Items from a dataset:
^^^^^^^^^^^^^^^^

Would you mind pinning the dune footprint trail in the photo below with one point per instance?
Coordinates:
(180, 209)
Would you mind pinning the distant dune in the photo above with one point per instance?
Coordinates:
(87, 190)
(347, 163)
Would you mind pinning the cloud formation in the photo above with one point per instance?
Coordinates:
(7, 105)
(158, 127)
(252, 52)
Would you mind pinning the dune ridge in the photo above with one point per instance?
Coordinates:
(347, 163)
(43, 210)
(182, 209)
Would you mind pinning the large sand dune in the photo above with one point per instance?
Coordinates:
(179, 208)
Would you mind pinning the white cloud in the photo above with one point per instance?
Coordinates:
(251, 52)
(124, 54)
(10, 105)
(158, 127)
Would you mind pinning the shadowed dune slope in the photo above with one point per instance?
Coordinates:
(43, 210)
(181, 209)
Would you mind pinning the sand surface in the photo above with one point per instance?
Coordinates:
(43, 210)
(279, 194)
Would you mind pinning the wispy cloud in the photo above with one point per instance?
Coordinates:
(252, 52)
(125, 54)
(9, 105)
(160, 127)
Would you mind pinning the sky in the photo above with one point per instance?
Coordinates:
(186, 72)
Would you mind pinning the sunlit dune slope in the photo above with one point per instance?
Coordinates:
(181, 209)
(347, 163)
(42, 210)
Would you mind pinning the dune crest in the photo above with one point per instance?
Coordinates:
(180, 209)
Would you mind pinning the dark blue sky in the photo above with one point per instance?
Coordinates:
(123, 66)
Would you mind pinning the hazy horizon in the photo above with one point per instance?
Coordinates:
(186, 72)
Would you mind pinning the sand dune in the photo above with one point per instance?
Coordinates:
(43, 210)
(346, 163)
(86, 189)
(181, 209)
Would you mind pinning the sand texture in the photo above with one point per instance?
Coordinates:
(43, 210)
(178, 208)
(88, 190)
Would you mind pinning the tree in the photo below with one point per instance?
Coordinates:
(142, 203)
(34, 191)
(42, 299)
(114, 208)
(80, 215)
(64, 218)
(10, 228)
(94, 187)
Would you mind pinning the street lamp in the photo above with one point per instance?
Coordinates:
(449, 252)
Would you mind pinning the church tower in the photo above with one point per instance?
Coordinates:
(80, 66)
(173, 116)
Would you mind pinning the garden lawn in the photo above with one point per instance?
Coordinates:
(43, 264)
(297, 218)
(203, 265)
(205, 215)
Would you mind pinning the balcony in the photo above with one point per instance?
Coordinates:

^^^^^^^^^^^^^^^^

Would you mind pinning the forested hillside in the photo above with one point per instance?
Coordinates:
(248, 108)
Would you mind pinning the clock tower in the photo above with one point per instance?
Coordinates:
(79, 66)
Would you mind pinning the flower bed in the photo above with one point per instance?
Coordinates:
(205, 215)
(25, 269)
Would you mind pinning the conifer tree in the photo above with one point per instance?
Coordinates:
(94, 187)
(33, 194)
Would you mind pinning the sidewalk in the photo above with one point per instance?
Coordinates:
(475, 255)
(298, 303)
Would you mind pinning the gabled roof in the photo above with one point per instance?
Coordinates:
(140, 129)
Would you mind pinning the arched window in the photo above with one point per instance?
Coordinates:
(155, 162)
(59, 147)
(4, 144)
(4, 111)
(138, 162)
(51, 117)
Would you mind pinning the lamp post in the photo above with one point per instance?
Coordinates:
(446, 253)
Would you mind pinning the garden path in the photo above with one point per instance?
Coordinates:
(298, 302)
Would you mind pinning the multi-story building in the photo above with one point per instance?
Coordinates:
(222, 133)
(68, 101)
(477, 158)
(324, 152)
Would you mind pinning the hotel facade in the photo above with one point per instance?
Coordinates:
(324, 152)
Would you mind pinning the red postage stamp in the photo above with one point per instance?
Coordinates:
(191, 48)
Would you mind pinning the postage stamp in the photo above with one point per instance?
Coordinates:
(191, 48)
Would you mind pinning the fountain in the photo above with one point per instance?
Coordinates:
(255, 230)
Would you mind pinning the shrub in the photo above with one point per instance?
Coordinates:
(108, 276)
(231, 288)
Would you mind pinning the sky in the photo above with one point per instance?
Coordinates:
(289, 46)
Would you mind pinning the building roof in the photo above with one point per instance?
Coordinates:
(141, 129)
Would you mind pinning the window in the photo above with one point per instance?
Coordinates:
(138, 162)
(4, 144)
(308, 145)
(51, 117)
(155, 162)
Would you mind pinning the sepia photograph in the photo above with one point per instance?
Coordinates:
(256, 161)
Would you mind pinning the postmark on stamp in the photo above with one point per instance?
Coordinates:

^^^^^^^^^^^^^^^^

**Written instruction**
How many lines in the items above contain the word "garden"? Treat case as significant, and reply with only the number.

**Written reply**
2